+++ Supplied records

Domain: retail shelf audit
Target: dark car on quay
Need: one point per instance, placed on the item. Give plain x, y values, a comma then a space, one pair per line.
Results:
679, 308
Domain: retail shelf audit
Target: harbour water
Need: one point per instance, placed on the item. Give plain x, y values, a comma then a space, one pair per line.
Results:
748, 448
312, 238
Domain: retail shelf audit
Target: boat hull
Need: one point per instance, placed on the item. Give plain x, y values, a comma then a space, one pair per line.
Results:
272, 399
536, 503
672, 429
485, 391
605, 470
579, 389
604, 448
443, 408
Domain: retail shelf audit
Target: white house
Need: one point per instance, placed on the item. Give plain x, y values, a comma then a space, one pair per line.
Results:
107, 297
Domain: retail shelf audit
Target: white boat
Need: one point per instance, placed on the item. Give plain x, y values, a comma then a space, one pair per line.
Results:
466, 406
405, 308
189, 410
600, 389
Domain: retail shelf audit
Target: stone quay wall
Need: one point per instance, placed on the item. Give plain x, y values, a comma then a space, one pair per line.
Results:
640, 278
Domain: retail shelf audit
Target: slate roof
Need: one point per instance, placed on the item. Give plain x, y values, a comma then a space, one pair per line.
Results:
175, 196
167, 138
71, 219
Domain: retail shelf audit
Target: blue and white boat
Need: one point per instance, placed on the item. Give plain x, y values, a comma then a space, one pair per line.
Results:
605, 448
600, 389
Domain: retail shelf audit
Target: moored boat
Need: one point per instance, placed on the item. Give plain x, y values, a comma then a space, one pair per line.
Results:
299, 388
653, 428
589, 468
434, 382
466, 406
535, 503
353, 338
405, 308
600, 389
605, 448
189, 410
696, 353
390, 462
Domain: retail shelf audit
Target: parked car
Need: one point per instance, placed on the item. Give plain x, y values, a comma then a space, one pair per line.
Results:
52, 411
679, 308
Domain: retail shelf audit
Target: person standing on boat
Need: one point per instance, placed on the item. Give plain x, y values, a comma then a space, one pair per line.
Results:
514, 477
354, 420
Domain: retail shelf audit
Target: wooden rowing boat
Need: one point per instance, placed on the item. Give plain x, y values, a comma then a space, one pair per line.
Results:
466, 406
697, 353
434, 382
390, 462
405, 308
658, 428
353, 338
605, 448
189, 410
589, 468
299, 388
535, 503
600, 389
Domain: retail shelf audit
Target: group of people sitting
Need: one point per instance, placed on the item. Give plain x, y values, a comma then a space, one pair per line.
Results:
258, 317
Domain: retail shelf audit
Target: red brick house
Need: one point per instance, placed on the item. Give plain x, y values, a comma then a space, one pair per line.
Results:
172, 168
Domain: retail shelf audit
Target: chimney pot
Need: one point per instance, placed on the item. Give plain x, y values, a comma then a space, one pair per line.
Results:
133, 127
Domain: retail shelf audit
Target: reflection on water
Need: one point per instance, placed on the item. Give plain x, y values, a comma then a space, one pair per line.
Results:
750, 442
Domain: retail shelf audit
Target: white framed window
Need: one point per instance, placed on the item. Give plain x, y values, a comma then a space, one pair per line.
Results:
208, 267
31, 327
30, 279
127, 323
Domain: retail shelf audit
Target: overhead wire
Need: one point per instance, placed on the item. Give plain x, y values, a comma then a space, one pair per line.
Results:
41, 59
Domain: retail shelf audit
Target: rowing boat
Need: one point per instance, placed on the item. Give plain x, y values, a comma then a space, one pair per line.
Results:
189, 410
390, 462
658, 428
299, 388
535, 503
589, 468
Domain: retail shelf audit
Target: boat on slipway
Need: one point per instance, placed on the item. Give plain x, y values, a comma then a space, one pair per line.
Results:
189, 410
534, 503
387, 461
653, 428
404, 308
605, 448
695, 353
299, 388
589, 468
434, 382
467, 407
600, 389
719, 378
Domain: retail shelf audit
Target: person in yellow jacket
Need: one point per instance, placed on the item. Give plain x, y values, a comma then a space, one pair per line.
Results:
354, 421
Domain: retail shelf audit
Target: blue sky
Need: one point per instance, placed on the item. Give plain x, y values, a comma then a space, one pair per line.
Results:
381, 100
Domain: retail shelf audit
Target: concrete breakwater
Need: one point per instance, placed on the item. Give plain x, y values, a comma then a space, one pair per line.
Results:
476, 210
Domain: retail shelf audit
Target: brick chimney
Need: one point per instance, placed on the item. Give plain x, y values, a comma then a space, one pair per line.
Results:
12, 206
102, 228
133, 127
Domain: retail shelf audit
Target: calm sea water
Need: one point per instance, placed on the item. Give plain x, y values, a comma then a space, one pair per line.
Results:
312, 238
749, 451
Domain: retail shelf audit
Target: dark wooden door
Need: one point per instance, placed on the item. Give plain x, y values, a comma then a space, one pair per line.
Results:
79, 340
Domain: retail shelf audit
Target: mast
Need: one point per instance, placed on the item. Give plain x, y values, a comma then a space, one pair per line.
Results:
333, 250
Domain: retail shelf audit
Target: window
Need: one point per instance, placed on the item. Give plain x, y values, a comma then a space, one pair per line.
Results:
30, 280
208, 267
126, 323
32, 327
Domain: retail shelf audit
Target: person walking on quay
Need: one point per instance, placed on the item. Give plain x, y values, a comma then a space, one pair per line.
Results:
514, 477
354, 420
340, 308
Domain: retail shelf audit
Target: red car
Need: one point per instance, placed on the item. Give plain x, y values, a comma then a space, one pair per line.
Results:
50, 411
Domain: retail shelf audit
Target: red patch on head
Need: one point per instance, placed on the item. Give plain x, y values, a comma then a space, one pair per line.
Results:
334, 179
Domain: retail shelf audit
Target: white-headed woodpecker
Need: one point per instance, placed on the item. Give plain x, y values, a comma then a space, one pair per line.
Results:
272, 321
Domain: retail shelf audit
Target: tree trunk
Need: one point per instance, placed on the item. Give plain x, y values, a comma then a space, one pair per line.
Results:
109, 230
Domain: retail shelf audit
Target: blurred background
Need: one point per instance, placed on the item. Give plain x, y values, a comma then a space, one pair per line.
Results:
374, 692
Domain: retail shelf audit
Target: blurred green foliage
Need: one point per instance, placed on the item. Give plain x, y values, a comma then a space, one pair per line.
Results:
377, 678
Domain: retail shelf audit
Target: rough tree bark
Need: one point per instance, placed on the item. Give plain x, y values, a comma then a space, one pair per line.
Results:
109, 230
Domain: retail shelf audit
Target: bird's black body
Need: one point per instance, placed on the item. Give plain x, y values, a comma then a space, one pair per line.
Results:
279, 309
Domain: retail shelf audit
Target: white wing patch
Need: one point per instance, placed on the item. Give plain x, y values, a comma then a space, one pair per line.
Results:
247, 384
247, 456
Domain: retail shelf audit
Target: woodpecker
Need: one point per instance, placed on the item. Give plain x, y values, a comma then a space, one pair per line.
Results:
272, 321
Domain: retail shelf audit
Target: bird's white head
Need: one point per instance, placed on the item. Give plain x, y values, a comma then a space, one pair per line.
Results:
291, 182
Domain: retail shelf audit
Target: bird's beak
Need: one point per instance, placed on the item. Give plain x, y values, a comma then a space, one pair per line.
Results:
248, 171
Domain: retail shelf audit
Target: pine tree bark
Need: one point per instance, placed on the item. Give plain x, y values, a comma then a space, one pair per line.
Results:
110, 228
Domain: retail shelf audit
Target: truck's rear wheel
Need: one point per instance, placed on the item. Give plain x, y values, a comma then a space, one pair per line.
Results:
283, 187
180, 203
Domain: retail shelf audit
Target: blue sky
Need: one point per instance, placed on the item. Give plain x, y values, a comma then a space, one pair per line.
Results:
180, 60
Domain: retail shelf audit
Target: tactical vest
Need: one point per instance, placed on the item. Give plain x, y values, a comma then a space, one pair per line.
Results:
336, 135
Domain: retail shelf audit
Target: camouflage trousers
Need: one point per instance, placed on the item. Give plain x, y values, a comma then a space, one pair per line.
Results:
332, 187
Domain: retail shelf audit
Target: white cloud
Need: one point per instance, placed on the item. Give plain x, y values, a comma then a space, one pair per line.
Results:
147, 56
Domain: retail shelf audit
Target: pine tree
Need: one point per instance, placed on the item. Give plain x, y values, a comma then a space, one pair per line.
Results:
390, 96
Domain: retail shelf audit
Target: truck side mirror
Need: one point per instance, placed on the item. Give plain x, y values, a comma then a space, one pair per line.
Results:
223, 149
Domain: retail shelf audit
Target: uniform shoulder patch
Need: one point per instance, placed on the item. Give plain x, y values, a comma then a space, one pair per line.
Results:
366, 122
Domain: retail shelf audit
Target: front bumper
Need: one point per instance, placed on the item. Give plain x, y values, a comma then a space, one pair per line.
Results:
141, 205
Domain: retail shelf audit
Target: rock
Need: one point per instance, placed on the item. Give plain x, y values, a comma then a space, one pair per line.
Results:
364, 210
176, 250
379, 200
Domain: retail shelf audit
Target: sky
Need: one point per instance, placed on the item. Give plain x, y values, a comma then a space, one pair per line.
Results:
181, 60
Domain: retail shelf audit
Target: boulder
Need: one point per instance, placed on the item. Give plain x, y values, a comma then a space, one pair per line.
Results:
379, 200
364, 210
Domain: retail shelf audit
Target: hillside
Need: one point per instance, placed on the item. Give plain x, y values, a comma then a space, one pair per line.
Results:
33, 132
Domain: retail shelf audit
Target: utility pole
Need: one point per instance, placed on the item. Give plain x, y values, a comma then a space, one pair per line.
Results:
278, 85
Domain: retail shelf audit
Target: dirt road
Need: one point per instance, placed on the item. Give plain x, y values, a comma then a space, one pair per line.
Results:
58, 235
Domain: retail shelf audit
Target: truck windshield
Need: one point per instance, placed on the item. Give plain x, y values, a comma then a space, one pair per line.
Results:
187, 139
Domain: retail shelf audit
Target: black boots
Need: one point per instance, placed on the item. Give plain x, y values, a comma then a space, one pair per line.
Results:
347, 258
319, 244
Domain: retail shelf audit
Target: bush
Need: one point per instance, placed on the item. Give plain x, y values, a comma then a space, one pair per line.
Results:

++++++

Exercise instructions: How many lines of the rows above contain the word "boat"? Give only the number.

Correct result: 8